--- begin SUPPLIED ENTRIES ---

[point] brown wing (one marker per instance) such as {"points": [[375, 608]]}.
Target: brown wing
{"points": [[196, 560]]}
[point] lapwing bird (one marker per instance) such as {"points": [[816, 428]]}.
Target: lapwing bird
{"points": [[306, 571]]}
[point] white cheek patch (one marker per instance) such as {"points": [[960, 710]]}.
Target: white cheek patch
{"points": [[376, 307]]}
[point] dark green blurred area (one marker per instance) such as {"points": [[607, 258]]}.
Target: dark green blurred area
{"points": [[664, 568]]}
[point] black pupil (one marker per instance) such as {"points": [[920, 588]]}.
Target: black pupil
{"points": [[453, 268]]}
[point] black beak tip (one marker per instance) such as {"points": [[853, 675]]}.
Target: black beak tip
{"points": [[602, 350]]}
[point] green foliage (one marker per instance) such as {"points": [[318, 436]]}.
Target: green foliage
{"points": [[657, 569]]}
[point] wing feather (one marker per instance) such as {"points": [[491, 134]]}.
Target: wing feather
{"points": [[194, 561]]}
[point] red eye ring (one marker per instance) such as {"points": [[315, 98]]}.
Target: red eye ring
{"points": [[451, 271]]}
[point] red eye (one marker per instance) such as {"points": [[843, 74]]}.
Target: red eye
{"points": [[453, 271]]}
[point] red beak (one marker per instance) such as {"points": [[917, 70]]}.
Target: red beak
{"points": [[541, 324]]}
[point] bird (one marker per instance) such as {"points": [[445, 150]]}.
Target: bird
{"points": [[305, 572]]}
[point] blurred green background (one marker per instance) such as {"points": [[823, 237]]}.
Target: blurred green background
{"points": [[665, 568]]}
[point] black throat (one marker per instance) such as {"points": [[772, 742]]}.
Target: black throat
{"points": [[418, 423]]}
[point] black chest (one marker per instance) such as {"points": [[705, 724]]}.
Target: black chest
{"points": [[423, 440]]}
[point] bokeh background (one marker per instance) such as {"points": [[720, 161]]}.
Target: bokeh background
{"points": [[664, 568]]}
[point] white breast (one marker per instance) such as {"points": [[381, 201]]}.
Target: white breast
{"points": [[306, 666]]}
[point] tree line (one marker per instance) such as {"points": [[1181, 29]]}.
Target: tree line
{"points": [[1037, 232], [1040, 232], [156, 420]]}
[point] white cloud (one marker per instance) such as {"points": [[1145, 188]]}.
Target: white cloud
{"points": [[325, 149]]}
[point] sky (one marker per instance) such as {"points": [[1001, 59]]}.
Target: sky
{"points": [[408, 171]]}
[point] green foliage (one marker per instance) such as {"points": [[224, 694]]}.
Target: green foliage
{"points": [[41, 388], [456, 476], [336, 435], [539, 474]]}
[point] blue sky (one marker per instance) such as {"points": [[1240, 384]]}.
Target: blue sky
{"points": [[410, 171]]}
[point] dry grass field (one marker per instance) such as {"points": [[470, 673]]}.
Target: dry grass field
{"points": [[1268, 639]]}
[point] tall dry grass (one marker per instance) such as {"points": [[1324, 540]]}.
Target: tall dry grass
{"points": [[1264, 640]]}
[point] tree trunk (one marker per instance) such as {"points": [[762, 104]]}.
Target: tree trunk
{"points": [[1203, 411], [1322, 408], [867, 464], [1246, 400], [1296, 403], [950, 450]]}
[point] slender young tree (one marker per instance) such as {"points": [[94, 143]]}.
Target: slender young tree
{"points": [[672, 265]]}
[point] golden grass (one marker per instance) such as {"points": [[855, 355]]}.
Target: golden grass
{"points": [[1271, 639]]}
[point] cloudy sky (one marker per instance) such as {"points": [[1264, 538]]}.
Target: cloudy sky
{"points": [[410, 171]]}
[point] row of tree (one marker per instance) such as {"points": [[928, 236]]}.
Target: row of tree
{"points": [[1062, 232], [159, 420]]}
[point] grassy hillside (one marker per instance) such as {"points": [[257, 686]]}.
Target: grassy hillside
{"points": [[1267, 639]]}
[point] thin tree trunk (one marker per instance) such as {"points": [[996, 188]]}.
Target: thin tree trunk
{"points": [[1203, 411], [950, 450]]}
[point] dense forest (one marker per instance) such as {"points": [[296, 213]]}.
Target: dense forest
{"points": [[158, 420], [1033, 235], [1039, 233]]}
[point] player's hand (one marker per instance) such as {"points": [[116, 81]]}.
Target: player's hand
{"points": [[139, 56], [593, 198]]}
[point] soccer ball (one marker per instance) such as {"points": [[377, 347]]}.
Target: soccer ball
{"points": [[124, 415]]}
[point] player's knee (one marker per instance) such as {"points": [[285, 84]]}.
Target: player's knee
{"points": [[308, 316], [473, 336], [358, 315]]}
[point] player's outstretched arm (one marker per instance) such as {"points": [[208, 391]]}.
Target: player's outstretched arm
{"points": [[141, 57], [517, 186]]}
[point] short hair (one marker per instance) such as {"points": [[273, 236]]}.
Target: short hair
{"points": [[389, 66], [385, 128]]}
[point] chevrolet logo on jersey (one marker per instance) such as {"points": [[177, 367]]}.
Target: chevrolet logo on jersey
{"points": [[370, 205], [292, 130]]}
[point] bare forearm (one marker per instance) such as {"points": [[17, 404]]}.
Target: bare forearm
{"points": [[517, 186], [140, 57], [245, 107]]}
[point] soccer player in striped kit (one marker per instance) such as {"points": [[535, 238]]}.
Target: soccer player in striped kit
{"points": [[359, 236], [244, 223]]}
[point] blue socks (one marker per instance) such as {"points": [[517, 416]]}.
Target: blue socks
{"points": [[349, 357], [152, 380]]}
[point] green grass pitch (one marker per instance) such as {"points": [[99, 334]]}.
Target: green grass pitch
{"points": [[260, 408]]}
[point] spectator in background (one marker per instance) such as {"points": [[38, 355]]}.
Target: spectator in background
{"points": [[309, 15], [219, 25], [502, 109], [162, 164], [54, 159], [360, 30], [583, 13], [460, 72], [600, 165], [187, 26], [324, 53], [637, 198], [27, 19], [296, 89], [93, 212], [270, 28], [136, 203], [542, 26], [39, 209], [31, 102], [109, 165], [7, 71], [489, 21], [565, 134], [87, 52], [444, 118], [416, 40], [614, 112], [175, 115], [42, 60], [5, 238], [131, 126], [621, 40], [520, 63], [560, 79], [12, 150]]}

--- end SUPPLIED ENTRIES ---

◆ WHAT NEEDS TO BE DONE
Set down all of the data above, word for word.

◆ SOLVED EXERCISE
[point] brown wing (one marker per instance) such as {"points": [[375, 608]]}.
Target: brown wing
{"points": [[196, 560]]}
[point] lapwing bird (one marker per instance) such as {"points": [[816, 428]]}.
Target: lapwing bird
{"points": [[306, 571]]}
[point] white cheek patch (one marker per instance) such as {"points": [[960, 710]]}.
Target: white cheek patch
{"points": [[376, 307]]}
[point] dark green blurred area (one marker per instance) such as {"points": [[607, 258]]}.
Target: dark green blurred area
{"points": [[664, 568]]}
[point] black pupil (one marker per instance) such as {"points": [[920, 588]]}.
Target: black pupil
{"points": [[453, 268]]}
[point] black beak tip (one marker per instance) such as {"points": [[853, 675]]}.
Target: black beak tip
{"points": [[602, 350]]}
[point] green foliage (one marker per instance) such as {"points": [[318, 436]]}.
Target: green foliage
{"points": [[657, 569]]}
[point] wing feather (one marker per instance) such as {"points": [[491, 134]]}.
Target: wing feather
{"points": [[194, 561]]}
[point] red eye ring (one marker per instance) such as {"points": [[315, 98]]}.
Target: red eye ring
{"points": [[451, 271]]}
[point] red eye (one marker per instance) such as {"points": [[843, 74]]}.
Target: red eye
{"points": [[453, 271]]}
[point] red beak (one marker per instance) such as {"points": [[917, 70]]}.
Target: red beak
{"points": [[541, 324]]}
[point] bird (one marker per instance) such as {"points": [[445, 150]]}.
Target: bird
{"points": [[305, 572]]}
[point] blurred green background (one marker per instance) such as {"points": [[823, 237]]}.
Target: blurred green background
{"points": [[665, 568]]}
[point] black throat (one marker per instance) such as {"points": [[772, 742]]}.
Target: black throat
{"points": [[418, 423]]}
[point] black chest (one marker per instance) such as {"points": [[705, 724]]}.
Target: black chest
{"points": [[423, 440]]}
[point] bokeh background (one marker per instance) such as {"points": [[720, 161]]}.
Target: bokeh background
{"points": [[664, 568]]}
[point] white breast (one marker per instance) such as {"points": [[381, 201]]}.
Target: white breast
{"points": [[306, 666]]}
[point] tree line (one marker per instance) such as {"points": [[1181, 29]]}.
Target: tree line
{"points": [[1037, 232], [1040, 232], [156, 420]]}
[point] white cloud (one marker per instance) such as {"points": [[1145, 188]]}.
Target: white cloud
{"points": [[325, 149]]}
[point] sky (one marker per instance) such as {"points": [[1001, 59]]}.
Target: sky
{"points": [[408, 171]]}
[point] green foliage (one marker per instance) such as {"points": [[224, 694]]}.
Target: green foliage
{"points": [[41, 388], [456, 476], [336, 435], [539, 474]]}
[point] blue sky (one marker per instance) such as {"points": [[1240, 384]]}.
Target: blue sky
{"points": [[410, 171]]}
[point] dry grass field (one marker per instance) such as {"points": [[470, 673]]}.
Target: dry grass field
{"points": [[1268, 639]]}
[point] tall dry grass (one marker per instance) such as {"points": [[1324, 540]]}.
Target: tall dry grass
{"points": [[1264, 640]]}
[point] tree trunk (one marker per instance) such as {"points": [[762, 104]]}.
Target: tree trunk
{"points": [[1203, 411], [1322, 408], [867, 464], [1246, 400], [1296, 403], [950, 450]]}
[point] slender young tree (one marker per instance) such as {"points": [[94, 143]]}.
Target: slender young tree
{"points": [[672, 265]]}
[point] golden grass (one marker per instance) such as {"points": [[855, 355]]}.
Target: golden grass
{"points": [[1271, 639]]}
[point] cloudy sky (one marker per instance) such as {"points": [[1264, 538]]}.
Target: cloudy sky
{"points": [[410, 171]]}
[point] row of tree (one marker per instance) such as {"points": [[928, 236]]}.
Target: row of tree
{"points": [[1062, 232], [159, 420]]}
[point] grassy hillside (one marker per instance) such as {"points": [[257, 686]]}.
Target: grassy hillside
{"points": [[1267, 639]]}
[point] thin tree trunk (one marker per instance) such as {"points": [[996, 188]]}.
Target: thin tree trunk
{"points": [[1203, 411], [950, 450]]}
[point] dense forest (one marker per instance) such as {"points": [[296, 213]]}.
Target: dense forest
{"points": [[158, 420], [1033, 235], [1039, 233]]}
[point] player's hand (one marker per instance) such as {"points": [[116, 81]]}.
Target: player's hand
{"points": [[139, 56], [593, 198]]}
[point] soccer ball (one marker per instance) such as {"points": [[377, 347]]}.
Target: soccer ball
{"points": [[124, 415]]}
[point] player's knee (one marker per instance) such as {"points": [[285, 84]]}.
Target: player's knee
{"points": [[308, 316], [473, 336], [358, 315]]}
[point] player's outstretched arm (one marker per instance) such as {"points": [[208, 391]]}.
Target: player's outstretched arm
{"points": [[141, 57], [517, 186]]}
[point] short hair (one marker per instance) such as {"points": [[273, 236]]}.
Target: short hair
{"points": [[389, 66], [385, 128]]}
[point] chevrolet logo on jersey (one marker per instance) such as {"points": [[177, 367]]}.
Target: chevrolet logo on jersey
{"points": [[370, 205], [292, 130]]}
[point] bare forearm (one marker per instance) such as {"points": [[17, 404]]}.
Target: bare forearm
{"points": [[517, 186], [140, 57], [245, 107]]}
[point] soccer player in striped kit (one marker per instance) such as {"points": [[535, 238]]}.
Target: soccer player in striped kit
{"points": [[359, 236], [244, 223]]}
[point] blue socks (one marker per instance) such as {"points": [[517, 416]]}.
Target: blue socks
{"points": [[349, 357], [152, 380]]}
[point] green grass pitch (one marker per instance) such as {"points": [[99, 334]]}.
Target: green grass pitch
{"points": [[260, 408]]}
[point] spectator in background (one marker per instance) such as {"points": [[38, 355]]}.
Target: spectator in background
{"points": [[309, 15], [219, 25], [502, 109], [162, 164], [54, 159], [360, 30], [583, 13], [460, 72], [600, 165], [187, 26], [324, 53], [637, 198], [27, 19], [296, 89], [93, 212], [270, 28], [136, 203], [542, 26], [39, 209], [31, 102], [109, 165], [7, 71], [489, 21], [565, 134], [87, 52], [444, 118], [416, 40], [614, 112], [175, 115], [42, 60], [5, 238], [131, 126], [621, 40], [520, 63], [560, 79], [12, 150]]}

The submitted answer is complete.